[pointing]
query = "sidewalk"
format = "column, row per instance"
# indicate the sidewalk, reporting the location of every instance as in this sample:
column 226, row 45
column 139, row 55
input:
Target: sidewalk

* Exercise objective: Format every line of the entries above as a JSON list of strings, one string per line, and leave out any blank lines.

* Correct answer:
[
  "[pointing]",
  "query = \"sidewalk\"",
  "format = \"column, row per instance\"",
  "# indicate the sidewalk, reporting the location of every instance as in this sample:",
  "column 226, row 45",
  "column 139, row 55",
  "input:",
  "Target: sidewalk"
]